**** Material to process ****
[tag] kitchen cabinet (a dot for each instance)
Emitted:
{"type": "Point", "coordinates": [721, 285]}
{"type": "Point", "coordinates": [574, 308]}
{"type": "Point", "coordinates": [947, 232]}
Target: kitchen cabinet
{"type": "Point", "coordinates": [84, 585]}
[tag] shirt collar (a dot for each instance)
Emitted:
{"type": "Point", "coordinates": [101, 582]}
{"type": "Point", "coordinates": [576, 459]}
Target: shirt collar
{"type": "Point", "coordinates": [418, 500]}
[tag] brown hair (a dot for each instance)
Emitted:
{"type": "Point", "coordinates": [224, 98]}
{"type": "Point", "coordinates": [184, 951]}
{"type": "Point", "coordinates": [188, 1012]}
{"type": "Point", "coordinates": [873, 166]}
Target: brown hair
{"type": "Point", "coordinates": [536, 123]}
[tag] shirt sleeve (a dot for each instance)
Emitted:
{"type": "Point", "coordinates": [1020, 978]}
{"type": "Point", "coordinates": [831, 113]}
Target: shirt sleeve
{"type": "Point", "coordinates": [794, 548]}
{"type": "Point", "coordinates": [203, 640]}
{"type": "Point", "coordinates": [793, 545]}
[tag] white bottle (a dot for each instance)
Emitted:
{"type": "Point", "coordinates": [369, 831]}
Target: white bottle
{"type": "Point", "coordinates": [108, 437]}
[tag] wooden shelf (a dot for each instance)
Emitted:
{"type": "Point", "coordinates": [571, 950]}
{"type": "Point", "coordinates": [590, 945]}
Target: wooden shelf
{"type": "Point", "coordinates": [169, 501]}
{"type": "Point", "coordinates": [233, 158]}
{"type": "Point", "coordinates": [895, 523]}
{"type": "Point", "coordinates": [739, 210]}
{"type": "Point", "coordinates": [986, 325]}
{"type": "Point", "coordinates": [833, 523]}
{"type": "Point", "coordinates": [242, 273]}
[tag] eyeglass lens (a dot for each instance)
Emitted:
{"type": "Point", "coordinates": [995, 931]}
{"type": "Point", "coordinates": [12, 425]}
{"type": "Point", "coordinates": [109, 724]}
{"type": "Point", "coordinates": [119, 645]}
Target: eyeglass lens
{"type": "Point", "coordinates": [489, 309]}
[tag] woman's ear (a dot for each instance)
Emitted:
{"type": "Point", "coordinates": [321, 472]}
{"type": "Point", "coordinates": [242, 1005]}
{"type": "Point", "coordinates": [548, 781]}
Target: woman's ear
****
[Stated problem]
Please update the material above by replacing "Emitted" with "Predicted" throughout and leaving everything else unchanged.

[Response below]
[tag] kitchen cabinet (a dot for each instance)
Predicted:
{"type": "Point", "coordinates": [721, 285]}
{"type": "Point", "coordinates": [574, 308]}
{"type": "Point", "coordinates": [947, 232]}
Target: kitchen cabinet
{"type": "Point", "coordinates": [84, 585]}
[tag] shirt collar (a dot for each instance)
Predicted:
{"type": "Point", "coordinates": [101, 582]}
{"type": "Point", "coordinates": [576, 459]}
Target: shirt collar
{"type": "Point", "coordinates": [418, 500]}
[tag] brown hair (a dot for each instance)
Predicted:
{"type": "Point", "coordinates": [224, 98]}
{"type": "Point", "coordinates": [184, 951]}
{"type": "Point", "coordinates": [188, 1012]}
{"type": "Point", "coordinates": [873, 166]}
Target: brown hair
{"type": "Point", "coordinates": [536, 123]}
[tag] shirt sleeve (a dot for each instance)
Predicted:
{"type": "Point", "coordinates": [1020, 978]}
{"type": "Point", "coordinates": [831, 113]}
Target: shirt sleeve
{"type": "Point", "coordinates": [794, 548]}
{"type": "Point", "coordinates": [203, 640]}
{"type": "Point", "coordinates": [793, 545]}
[tag] white bottle (a dot for each instance)
Predicted:
{"type": "Point", "coordinates": [369, 831]}
Target: white bottle
{"type": "Point", "coordinates": [108, 437]}
[tag] wooden shelf (a dot for each instance)
Predicted:
{"type": "Point", "coordinates": [571, 950]}
{"type": "Point", "coordinates": [590, 945]}
Target: wooden shelf
{"type": "Point", "coordinates": [169, 501]}
{"type": "Point", "coordinates": [233, 158]}
{"type": "Point", "coordinates": [895, 523]}
{"type": "Point", "coordinates": [739, 210]}
{"type": "Point", "coordinates": [986, 325]}
{"type": "Point", "coordinates": [833, 523]}
{"type": "Point", "coordinates": [242, 273]}
[tag] eyeglass lens (a dot for each instance)
Predicted:
{"type": "Point", "coordinates": [995, 931]}
{"type": "Point", "coordinates": [12, 425]}
{"type": "Point", "coordinates": [109, 724]}
{"type": "Point", "coordinates": [119, 645]}
Target: eyeglass lens
{"type": "Point", "coordinates": [489, 309]}
[tag] woman's ear (a dot for each instance)
Predicted:
{"type": "Point", "coordinates": [321, 472]}
{"type": "Point", "coordinates": [242, 1005]}
{"type": "Point", "coordinates": [548, 781]}
Target: woman's ear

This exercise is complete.